Task:
Take the lines starting with the one that contains "Target: green meadow" and going on through the last line, and give them again with "Spot" replaced by "Locate" and nothing else changed. Leave the pictures out of your answer.

* begin Material to process *

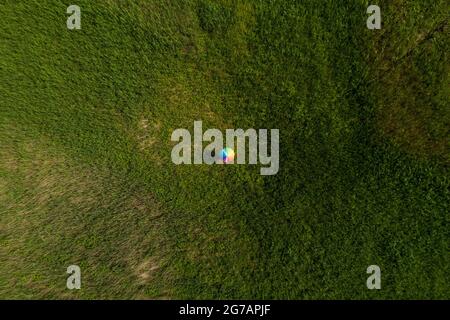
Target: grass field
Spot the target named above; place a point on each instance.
(86, 176)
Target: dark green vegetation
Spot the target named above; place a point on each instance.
(85, 170)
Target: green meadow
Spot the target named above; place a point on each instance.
(86, 176)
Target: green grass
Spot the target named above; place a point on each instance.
(86, 176)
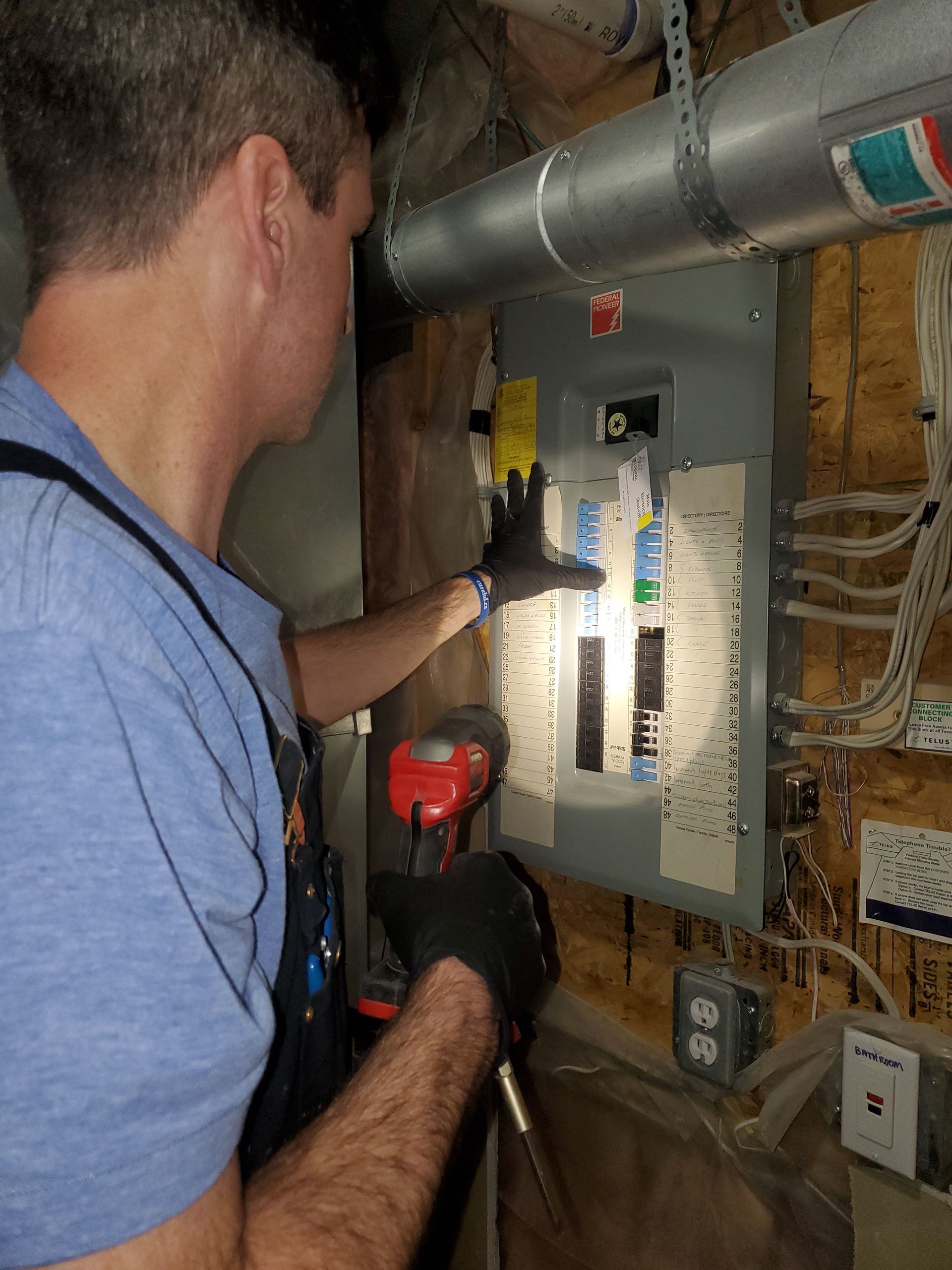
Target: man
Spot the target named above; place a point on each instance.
(191, 175)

* end Material to process *

Task output:
Target: green meadow
Locate the target named above; place a point on each instance.
(86, 176)
Target: green grass
Locate the target named above; place a point on each instance.
(86, 176)
Target: man
Locate the target named above; place a point on each instance.
(191, 175)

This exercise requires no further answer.